:: Task to complete ::
Reproduce the lines below unchanged, starting at the line containing "Query: outstretched arm" and ending with the line containing "185 49 L 184", both included.

*****

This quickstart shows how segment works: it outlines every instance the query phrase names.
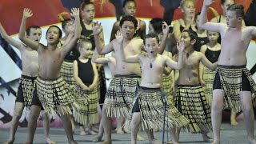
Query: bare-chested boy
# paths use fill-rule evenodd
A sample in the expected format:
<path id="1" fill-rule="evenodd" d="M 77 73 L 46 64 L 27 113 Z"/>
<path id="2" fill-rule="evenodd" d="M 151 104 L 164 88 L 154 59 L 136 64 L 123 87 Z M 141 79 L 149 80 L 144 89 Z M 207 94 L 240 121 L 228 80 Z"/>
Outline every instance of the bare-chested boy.
<path id="1" fill-rule="evenodd" d="M 14 116 L 10 129 L 9 139 L 4 143 L 13 143 L 15 139 L 15 133 L 18 125 L 18 120 L 22 116 L 24 106 L 30 108 L 33 92 L 34 90 L 34 80 L 38 74 L 38 54 L 33 49 L 15 41 L 9 36 L 2 24 L 0 23 L 0 34 L 10 44 L 19 50 L 22 60 L 22 74 L 20 78 L 17 98 L 14 106 Z M 26 30 L 26 37 L 32 41 L 39 42 L 41 39 L 42 30 L 38 26 L 31 26 Z M 45 141 L 47 143 L 54 143 L 50 139 L 49 129 L 50 120 L 46 113 L 44 113 L 43 126 L 45 132 Z"/>
<path id="2" fill-rule="evenodd" d="M 207 133 L 212 130 L 210 107 L 200 84 L 199 64 L 202 62 L 209 69 L 214 70 L 217 62 L 211 63 L 203 54 L 194 50 L 197 37 L 197 33 L 192 30 L 185 30 L 182 33 L 181 41 L 185 43 L 182 52 L 184 64 L 179 70 L 174 103 L 179 112 L 190 120 L 186 126 L 188 131 L 202 134 L 203 140 L 210 141 Z M 178 129 L 178 139 L 179 132 L 180 129 Z"/>
<path id="3" fill-rule="evenodd" d="M 107 64 L 112 75 L 112 78 L 114 77 L 114 74 L 116 72 L 115 70 L 115 66 L 116 66 L 116 62 L 115 58 L 111 56 L 111 57 L 99 57 L 99 54 L 98 54 L 97 50 L 94 50 L 93 58 L 91 58 L 91 62 L 95 62 L 97 64 Z M 103 136 L 103 122 L 104 118 L 101 118 L 101 122 L 99 124 L 99 128 L 98 128 L 98 134 L 93 138 L 93 142 L 100 142 Z"/>
<path id="4" fill-rule="evenodd" d="M 177 44 L 180 54 L 178 62 L 176 62 L 167 56 L 158 54 L 159 38 L 156 34 L 146 35 L 144 48 L 146 50 L 146 54 L 145 54 L 125 55 L 122 48 L 123 38 L 122 32 L 118 31 L 116 38 L 120 45 L 122 60 L 129 63 L 139 63 L 142 71 L 142 81 L 139 84 L 138 94 L 130 107 L 130 121 L 127 121 L 124 126 L 131 129 L 132 144 L 137 143 L 136 135 L 138 130 L 147 132 L 150 143 L 156 143 L 157 142 L 153 134 L 153 129 L 161 129 L 162 127 L 164 121 L 163 114 L 166 110 L 163 102 L 165 100 L 161 91 L 161 88 L 162 87 L 162 74 L 166 65 L 178 70 L 182 67 L 184 43 L 180 42 Z M 173 114 L 174 111 L 176 112 Z M 170 114 L 173 115 L 166 117 L 166 122 L 168 129 L 172 130 L 173 142 L 178 143 L 174 126 L 183 126 L 189 121 L 175 107 L 173 107 L 173 110 L 170 113 Z M 177 115 L 178 117 L 176 117 Z"/>
<path id="5" fill-rule="evenodd" d="M 226 24 L 207 22 L 207 8 L 214 2 L 205 0 L 200 15 L 199 26 L 220 33 L 222 51 L 218 58 L 217 73 L 214 82 L 211 118 L 214 139 L 220 143 L 222 110 L 226 107 L 243 111 L 249 143 L 256 143 L 254 138 L 254 114 L 252 100 L 256 85 L 246 69 L 246 53 L 250 40 L 256 36 L 255 26 L 242 25 L 244 8 L 234 3 L 227 8 Z M 224 98 L 224 94 L 226 95 Z M 224 106 L 223 106 L 224 101 Z"/>
<path id="6" fill-rule="evenodd" d="M 49 114 L 58 113 L 62 120 L 63 126 L 70 143 L 76 143 L 71 129 L 70 104 L 74 98 L 63 78 L 60 76 L 60 69 L 66 54 L 72 49 L 80 37 L 79 9 L 71 10 L 71 16 L 74 18 L 75 30 L 70 42 L 61 48 L 57 45 L 62 38 L 62 31 L 56 26 L 51 26 L 46 31 L 47 46 L 35 42 L 25 36 L 26 21 L 33 14 L 30 9 L 24 9 L 19 38 L 28 46 L 37 50 L 38 54 L 39 74 L 36 81 L 37 94 L 32 100 L 32 107 L 29 120 L 29 134 L 26 143 L 33 143 L 36 129 L 36 121 L 39 112 L 43 109 Z"/>
<path id="7" fill-rule="evenodd" d="M 123 17 L 120 21 L 120 27 L 124 37 L 123 47 L 125 54 L 127 56 L 135 55 L 142 51 L 143 41 L 141 38 L 133 38 L 137 25 L 136 18 L 130 15 Z M 158 50 L 160 54 L 164 50 L 169 31 L 166 23 L 163 27 L 164 36 Z M 94 26 L 94 34 L 98 54 L 105 54 L 114 51 L 116 59 L 117 72 L 108 88 L 102 109 L 102 117 L 106 119 L 104 132 L 106 138 L 103 143 L 111 143 L 111 117 L 114 114 L 117 118 L 127 118 L 130 106 L 135 97 L 137 82 L 141 77 L 141 69 L 138 64 L 122 62 L 121 51 L 118 48 L 118 44 L 116 39 L 104 46 L 98 36 L 101 31 L 102 26 L 96 23 Z"/>

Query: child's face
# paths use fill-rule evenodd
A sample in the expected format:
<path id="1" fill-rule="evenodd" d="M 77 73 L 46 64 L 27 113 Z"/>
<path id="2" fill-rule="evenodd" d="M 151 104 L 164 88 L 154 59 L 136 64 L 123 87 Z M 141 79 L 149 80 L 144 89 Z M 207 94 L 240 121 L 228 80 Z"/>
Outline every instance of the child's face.
<path id="1" fill-rule="evenodd" d="M 218 38 L 218 33 L 208 31 L 207 37 L 210 42 L 217 42 Z"/>
<path id="2" fill-rule="evenodd" d="M 145 40 L 145 50 L 154 55 L 158 53 L 158 42 L 155 38 L 147 38 Z"/>
<path id="3" fill-rule="evenodd" d="M 67 22 L 66 26 L 65 26 L 65 31 L 67 32 L 68 34 L 70 32 L 72 32 L 74 30 L 74 21 L 70 20 L 69 22 Z"/>
<path id="4" fill-rule="evenodd" d="M 235 27 L 239 22 L 239 18 L 234 10 L 226 11 L 226 25 L 228 27 Z"/>
<path id="5" fill-rule="evenodd" d="M 48 43 L 58 42 L 59 41 L 59 29 L 57 27 L 50 27 L 46 34 L 46 40 Z"/>
<path id="6" fill-rule="evenodd" d="M 82 11 L 83 18 L 86 21 L 93 21 L 95 17 L 95 7 L 93 4 L 86 5 Z"/>
<path id="7" fill-rule="evenodd" d="M 149 33 L 154 33 L 154 29 L 151 23 L 149 24 Z"/>
<path id="8" fill-rule="evenodd" d="M 192 45 L 191 38 L 190 37 L 188 32 L 182 32 L 180 40 L 184 42 L 185 48 Z"/>
<path id="9" fill-rule="evenodd" d="M 82 47 L 79 47 L 80 55 L 88 58 L 93 54 L 92 45 L 90 42 L 84 42 Z"/>
<path id="10" fill-rule="evenodd" d="M 182 11 L 185 15 L 194 14 L 194 3 L 192 1 L 186 1 L 184 6 L 182 6 Z"/>
<path id="11" fill-rule="evenodd" d="M 133 38 L 135 33 L 135 27 L 132 22 L 130 21 L 125 21 L 121 27 L 121 31 L 126 38 Z"/>
<path id="12" fill-rule="evenodd" d="M 227 8 L 234 3 L 234 0 L 226 0 L 223 5 L 221 5 L 221 7 L 222 8 L 224 14 L 226 12 Z"/>
<path id="13" fill-rule="evenodd" d="M 125 15 L 134 17 L 136 13 L 136 4 L 134 2 L 128 2 L 124 8 L 122 8 Z"/>
<path id="14" fill-rule="evenodd" d="M 42 37 L 42 30 L 30 28 L 30 35 L 27 36 L 30 39 L 39 42 Z"/>

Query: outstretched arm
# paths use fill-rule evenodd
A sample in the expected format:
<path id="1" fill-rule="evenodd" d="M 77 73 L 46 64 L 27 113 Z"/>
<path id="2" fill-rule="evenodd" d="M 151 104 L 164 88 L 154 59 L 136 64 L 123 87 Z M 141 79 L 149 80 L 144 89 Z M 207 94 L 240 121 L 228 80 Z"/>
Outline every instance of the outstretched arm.
<path id="1" fill-rule="evenodd" d="M 185 49 L 184 42 L 178 42 L 177 48 L 178 50 L 178 62 L 173 61 L 170 58 L 166 58 L 166 65 L 171 68 L 180 70 L 183 66 L 183 50 Z"/>
<path id="2" fill-rule="evenodd" d="M 162 39 L 160 42 L 160 49 L 158 50 L 158 54 L 162 54 L 163 51 L 165 50 L 166 46 L 166 39 L 168 38 L 168 34 L 169 34 L 169 26 L 166 22 L 162 22 L 162 33 L 163 33 L 163 37 Z"/>
<path id="3" fill-rule="evenodd" d="M 29 8 L 24 9 L 23 18 L 22 20 L 21 26 L 19 28 L 18 38 L 22 42 L 24 42 L 29 47 L 37 50 L 38 49 L 39 43 L 26 37 L 26 21 L 29 18 L 32 17 L 32 15 L 33 15 L 33 13 Z"/>
<path id="4" fill-rule="evenodd" d="M 25 48 L 25 46 L 22 44 L 21 42 L 15 41 L 14 38 L 12 38 L 10 35 L 7 34 L 5 29 L 2 27 L 1 22 L 0 22 L 0 34 L 2 38 L 4 38 L 6 41 L 7 41 L 10 44 L 16 47 L 17 49 L 22 49 Z"/>
<path id="5" fill-rule="evenodd" d="M 70 51 L 81 36 L 79 9 L 73 8 L 70 15 L 74 18 L 74 34 L 70 42 L 63 45 L 62 57 L 64 58 Z"/>
<path id="6" fill-rule="evenodd" d="M 207 10 L 210 5 L 214 1 L 213 0 L 204 0 L 203 5 L 201 10 L 199 27 L 210 31 L 220 32 L 220 26 L 223 24 L 216 22 L 209 22 L 207 18 Z"/>
<path id="7" fill-rule="evenodd" d="M 98 22 L 95 22 L 93 26 L 93 33 L 94 36 L 95 46 L 99 54 L 105 54 L 113 51 L 114 49 L 111 42 L 106 46 L 104 45 L 104 42 L 102 42 L 100 36 L 102 31 L 102 25 Z"/>
<path id="8" fill-rule="evenodd" d="M 122 34 L 120 30 L 117 32 L 115 34 L 115 38 L 118 42 L 118 50 L 120 50 L 120 55 L 122 61 L 124 62 L 129 63 L 138 63 L 138 54 L 132 55 L 132 56 L 126 56 L 125 52 L 123 51 L 122 42 L 123 42 L 123 37 Z"/>

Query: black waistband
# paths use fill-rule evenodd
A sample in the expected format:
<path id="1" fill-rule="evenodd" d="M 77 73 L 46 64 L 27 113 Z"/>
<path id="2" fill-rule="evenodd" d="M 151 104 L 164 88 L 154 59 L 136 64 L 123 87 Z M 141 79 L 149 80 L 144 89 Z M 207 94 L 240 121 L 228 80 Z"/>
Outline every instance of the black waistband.
<path id="1" fill-rule="evenodd" d="M 228 68 L 228 69 L 241 69 L 241 68 L 246 68 L 246 65 L 242 65 L 242 66 L 223 66 L 223 65 L 217 65 L 217 67 Z"/>
<path id="2" fill-rule="evenodd" d="M 114 78 L 141 78 L 141 76 L 135 75 L 135 74 L 127 74 L 127 75 L 121 75 L 121 74 L 116 74 L 114 75 Z"/>

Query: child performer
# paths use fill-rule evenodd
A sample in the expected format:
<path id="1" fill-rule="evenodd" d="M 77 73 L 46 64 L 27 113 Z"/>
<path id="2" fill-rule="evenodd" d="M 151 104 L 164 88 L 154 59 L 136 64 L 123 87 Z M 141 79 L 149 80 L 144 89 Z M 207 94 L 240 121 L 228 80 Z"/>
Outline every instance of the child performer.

*****

:: Problem solution ::
Query: outstretched arm
# paths use fill-rule evenodd
A sample in the expected format:
<path id="1" fill-rule="evenodd" d="M 77 73 L 46 64 L 27 113 Z"/>
<path id="2" fill-rule="evenodd" d="M 151 104 L 164 88 L 154 59 L 136 64 L 123 87 Z M 141 79 L 149 80 L 144 89 Z M 207 94 L 240 121 L 228 80 Z"/>
Outline every instance of the outstretched arm.
<path id="1" fill-rule="evenodd" d="M 185 49 L 184 42 L 178 42 L 177 48 L 178 50 L 178 62 L 173 61 L 170 58 L 166 58 L 166 65 L 171 68 L 180 70 L 183 66 L 183 50 Z"/>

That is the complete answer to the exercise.